(TASK INPUTS begins)
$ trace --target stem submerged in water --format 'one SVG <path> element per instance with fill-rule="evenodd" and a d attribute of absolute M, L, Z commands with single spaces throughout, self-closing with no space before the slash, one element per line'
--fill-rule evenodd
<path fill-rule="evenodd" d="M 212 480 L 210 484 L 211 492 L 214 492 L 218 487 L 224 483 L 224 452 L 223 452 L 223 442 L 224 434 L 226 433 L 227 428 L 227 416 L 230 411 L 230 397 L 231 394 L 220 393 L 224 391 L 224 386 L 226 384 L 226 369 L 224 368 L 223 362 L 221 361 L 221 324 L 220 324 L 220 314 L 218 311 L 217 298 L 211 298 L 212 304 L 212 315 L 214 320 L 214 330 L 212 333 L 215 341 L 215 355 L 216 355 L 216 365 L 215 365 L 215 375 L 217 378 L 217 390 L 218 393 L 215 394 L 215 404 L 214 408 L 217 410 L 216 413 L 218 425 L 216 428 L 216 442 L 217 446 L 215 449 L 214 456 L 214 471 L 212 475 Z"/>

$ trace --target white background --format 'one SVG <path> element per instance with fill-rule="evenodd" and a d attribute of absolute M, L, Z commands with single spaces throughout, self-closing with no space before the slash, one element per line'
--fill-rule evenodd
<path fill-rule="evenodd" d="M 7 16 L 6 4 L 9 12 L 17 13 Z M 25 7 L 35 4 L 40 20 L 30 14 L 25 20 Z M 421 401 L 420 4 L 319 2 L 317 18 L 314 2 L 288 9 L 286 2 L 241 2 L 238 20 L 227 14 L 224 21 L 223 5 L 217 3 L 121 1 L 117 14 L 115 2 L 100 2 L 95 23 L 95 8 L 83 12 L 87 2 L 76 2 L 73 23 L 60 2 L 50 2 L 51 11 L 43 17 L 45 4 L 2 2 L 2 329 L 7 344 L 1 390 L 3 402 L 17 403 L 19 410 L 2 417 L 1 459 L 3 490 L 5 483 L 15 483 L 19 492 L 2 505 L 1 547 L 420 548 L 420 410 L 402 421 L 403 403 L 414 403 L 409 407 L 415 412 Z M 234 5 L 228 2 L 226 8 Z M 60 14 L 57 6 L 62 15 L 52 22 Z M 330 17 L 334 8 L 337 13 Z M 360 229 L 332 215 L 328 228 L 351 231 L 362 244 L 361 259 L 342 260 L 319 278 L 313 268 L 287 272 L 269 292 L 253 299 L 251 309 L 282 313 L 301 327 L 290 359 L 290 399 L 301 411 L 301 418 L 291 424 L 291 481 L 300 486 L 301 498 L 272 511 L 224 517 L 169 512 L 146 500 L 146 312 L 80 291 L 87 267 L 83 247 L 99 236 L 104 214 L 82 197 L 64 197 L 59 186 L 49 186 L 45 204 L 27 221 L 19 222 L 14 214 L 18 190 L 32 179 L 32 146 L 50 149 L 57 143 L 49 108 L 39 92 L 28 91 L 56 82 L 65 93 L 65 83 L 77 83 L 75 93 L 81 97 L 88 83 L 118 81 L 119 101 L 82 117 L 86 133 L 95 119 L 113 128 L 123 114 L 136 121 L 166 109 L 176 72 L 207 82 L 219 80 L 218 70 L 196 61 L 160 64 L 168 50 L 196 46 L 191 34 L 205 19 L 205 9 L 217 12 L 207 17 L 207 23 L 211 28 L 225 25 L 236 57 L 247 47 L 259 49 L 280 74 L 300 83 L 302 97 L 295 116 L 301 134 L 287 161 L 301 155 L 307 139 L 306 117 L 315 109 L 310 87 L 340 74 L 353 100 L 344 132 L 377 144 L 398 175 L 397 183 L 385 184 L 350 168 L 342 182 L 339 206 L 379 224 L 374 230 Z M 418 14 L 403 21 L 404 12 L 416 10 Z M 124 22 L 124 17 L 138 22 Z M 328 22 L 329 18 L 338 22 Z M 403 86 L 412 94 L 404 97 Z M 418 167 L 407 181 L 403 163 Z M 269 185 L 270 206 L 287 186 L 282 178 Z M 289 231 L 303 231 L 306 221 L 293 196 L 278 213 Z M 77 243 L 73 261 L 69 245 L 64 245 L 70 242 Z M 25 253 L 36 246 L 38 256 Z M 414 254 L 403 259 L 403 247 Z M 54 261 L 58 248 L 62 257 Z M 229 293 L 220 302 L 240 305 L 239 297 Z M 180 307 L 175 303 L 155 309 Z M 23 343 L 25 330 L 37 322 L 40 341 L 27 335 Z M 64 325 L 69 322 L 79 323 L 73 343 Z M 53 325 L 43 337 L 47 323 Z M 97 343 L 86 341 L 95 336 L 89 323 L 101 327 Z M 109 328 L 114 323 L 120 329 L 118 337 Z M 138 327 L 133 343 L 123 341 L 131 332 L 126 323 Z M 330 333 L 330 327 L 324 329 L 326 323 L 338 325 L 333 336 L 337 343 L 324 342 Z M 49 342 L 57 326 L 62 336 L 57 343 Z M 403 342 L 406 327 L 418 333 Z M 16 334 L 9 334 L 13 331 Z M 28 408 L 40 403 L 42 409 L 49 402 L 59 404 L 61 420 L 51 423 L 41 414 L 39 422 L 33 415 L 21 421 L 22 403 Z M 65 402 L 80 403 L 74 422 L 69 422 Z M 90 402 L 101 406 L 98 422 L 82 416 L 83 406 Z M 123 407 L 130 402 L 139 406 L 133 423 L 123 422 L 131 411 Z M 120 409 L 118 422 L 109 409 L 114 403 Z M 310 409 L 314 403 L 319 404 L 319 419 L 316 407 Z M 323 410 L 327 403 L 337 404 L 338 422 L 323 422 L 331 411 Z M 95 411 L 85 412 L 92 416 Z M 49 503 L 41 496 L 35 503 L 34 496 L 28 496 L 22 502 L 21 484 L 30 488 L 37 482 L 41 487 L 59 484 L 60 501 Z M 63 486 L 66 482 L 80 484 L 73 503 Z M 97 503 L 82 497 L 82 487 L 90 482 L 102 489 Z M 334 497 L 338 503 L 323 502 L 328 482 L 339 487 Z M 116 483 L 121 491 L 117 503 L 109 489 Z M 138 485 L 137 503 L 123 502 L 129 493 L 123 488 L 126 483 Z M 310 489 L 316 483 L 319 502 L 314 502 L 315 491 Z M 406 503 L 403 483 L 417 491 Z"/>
(TASK INPUTS ends)
## WHAT IS BEING ASKED
Each line of the material above must be retyped precisely.

## EXERCISE RESPONSE
$ trace --target stem submerged in water --format 'one SVG <path> element per instance with fill-rule="evenodd" and a d attribute of absolute M, L, Z commands with single spaces throughout, self-closing with no space before the slash, one element per line'
--fill-rule evenodd
<path fill-rule="evenodd" d="M 212 480 L 210 484 L 211 492 L 214 492 L 218 487 L 224 483 L 224 452 L 223 452 L 223 442 L 224 434 L 226 433 L 227 428 L 227 416 L 230 411 L 230 397 L 231 394 L 220 393 L 224 391 L 224 386 L 226 384 L 226 369 L 224 368 L 223 362 L 221 361 L 221 324 L 220 324 L 220 314 L 218 311 L 217 298 L 211 298 L 212 304 L 212 315 L 214 320 L 214 330 L 212 333 L 215 341 L 215 355 L 216 355 L 216 365 L 215 365 L 215 375 L 217 378 L 217 390 L 218 393 L 215 394 L 215 404 L 214 408 L 217 410 L 216 413 L 218 425 L 216 428 L 216 442 L 217 446 L 215 449 L 214 456 L 214 471 L 212 475 Z"/>

$ trace --target white background --format 'one SVG <path> element per instance with fill-rule="evenodd" and a d attribute of absolute M, L, Z commands with single spaces throughout, self-closing with no space before the slash, one element per line'
--fill-rule evenodd
<path fill-rule="evenodd" d="M 7 16 L 6 4 L 9 12 L 17 13 Z M 25 7 L 35 4 L 40 20 L 30 14 L 25 20 Z M 421 401 L 420 4 L 319 2 L 317 18 L 314 2 L 288 9 L 286 2 L 241 2 L 238 20 L 227 14 L 224 21 L 223 5 L 217 3 L 121 1 L 117 14 L 115 2 L 100 2 L 95 23 L 95 8 L 83 12 L 87 2 L 76 2 L 73 23 L 60 2 L 50 2 L 51 11 L 43 17 L 45 4 L 2 2 L 2 329 L 7 344 L 1 390 L 3 402 L 17 403 L 19 410 L 2 417 L 1 459 L 3 490 L 5 483 L 15 483 L 19 492 L 2 505 L 1 547 L 420 548 L 420 410 L 402 421 L 403 403 L 414 403 L 409 407 L 415 412 Z M 234 5 L 228 2 L 226 8 Z M 60 14 L 57 6 L 62 15 L 52 22 Z M 330 17 L 334 8 L 337 13 Z M 360 229 L 332 215 L 328 228 L 351 231 L 362 244 L 361 259 L 342 260 L 319 278 L 313 268 L 287 272 L 269 292 L 253 299 L 251 309 L 282 313 L 301 327 L 290 359 L 290 399 L 301 411 L 301 418 L 291 424 L 291 481 L 300 486 L 301 498 L 272 511 L 224 517 L 169 512 L 146 500 L 146 312 L 80 291 L 87 267 L 83 247 L 99 236 L 104 214 L 82 197 L 64 197 L 59 186 L 49 186 L 45 204 L 27 221 L 19 222 L 14 214 L 18 190 L 32 179 L 32 146 L 50 149 L 57 143 L 49 108 L 39 92 L 28 91 L 56 82 L 65 93 L 65 83 L 77 83 L 75 93 L 81 97 L 88 83 L 118 81 L 119 101 L 82 117 L 86 133 L 95 119 L 113 128 L 123 114 L 136 121 L 166 109 L 176 72 L 207 82 L 219 80 L 218 70 L 196 61 L 160 64 L 168 50 L 196 46 L 191 34 L 205 19 L 205 9 L 217 12 L 207 17 L 207 23 L 211 28 L 225 25 L 236 57 L 247 47 L 259 49 L 280 74 L 300 83 L 302 97 L 295 116 L 301 134 L 287 161 L 301 155 L 307 139 L 306 117 L 315 109 L 310 87 L 340 74 L 353 100 L 344 132 L 377 144 L 398 175 L 397 183 L 385 184 L 350 168 L 342 182 L 339 206 L 379 224 L 374 230 Z M 418 14 L 403 21 L 404 12 L 416 10 Z M 124 22 L 124 17 L 138 22 Z M 328 22 L 329 18 L 338 22 Z M 403 86 L 412 94 L 404 97 Z M 418 167 L 407 181 L 403 163 Z M 269 185 L 270 206 L 287 186 L 282 178 Z M 289 231 L 303 231 L 306 221 L 293 196 L 278 213 Z M 77 243 L 73 261 L 69 245 L 64 245 L 70 242 Z M 25 253 L 36 246 L 38 256 Z M 414 254 L 403 259 L 403 247 Z M 54 261 L 58 248 L 62 257 Z M 229 293 L 220 302 L 240 305 L 239 297 Z M 180 307 L 175 303 L 155 309 Z M 23 343 L 25 330 L 37 322 L 40 341 L 27 335 Z M 64 325 L 69 322 L 79 323 L 73 343 Z M 53 325 L 43 337 L 47 323 Z M 97 343 L 86 341 L 95 336 L 89 323 L 101 327 Z M 109 328 L 114 323 L 120 329 L 118 337 Z M 138 327 L 133 343 L 123 341 L 131 332 L 126 323 Z M 330 333 L 330 327 L 324 329 L 326 323 L 338 325 L 333 336 L 337 343 L 324 342 Z M 49 342 L 57 326 L 62 336 L 57 343 Z M 403 342 L 406 327 L 418 333 Z M 16 334 L 9 334 L 13 331 Z M 28 408 L 40 403 L 42 409 L 49 402 L 59 404 L 61 420 L 51 423 L 41 414 L 39 422 L 33 415 L 21 421 L 22 403 Z M 65 402 L 80 403 L 74 422 L 69 422 Z M 90 402 L 101 406 L 98 422 L 82 416 L 83 406 Z M 123 407 L 130 402 L 139 406 L 133 423 L 123 422 L 131 411 Z M 120 409 L 118 422 L 109 409 L 114 403 Z M 310 409 L 314 403 L 319 404 L 319 419 L 316 407 Z M 323 410 L 327 403 L 337 404 L 338 422 L 323 422 L 331 411 Z M 95 411 L 85 412 L 92 416 Z M 49 503 L 41 496 L 35 503 L 34 496 L 28 496 L 22 502 L 21 484 L 30 488 L 37 482 L 41 487 L 59 484 L 60 501 Z M 63 486 L 66 482 L 80 484 L 73 503 Z M 97 503 L 82 497 L 82 487 L 90 482 L 102 489 Z M 334 497 L 338 503 L 323 502 L 328 482 L 339 487 Z M 116 483 L 121 491 L 117 503 L 109 489 Z M 138 485 L 137 503 L 123 502 L 129 493 L 123 488 L 126 483 Z M 310 489 L 316 483 L 319 502 L 314 502 L 315 491 Z M 406 503 L 403 483 L 417 491 Z"/>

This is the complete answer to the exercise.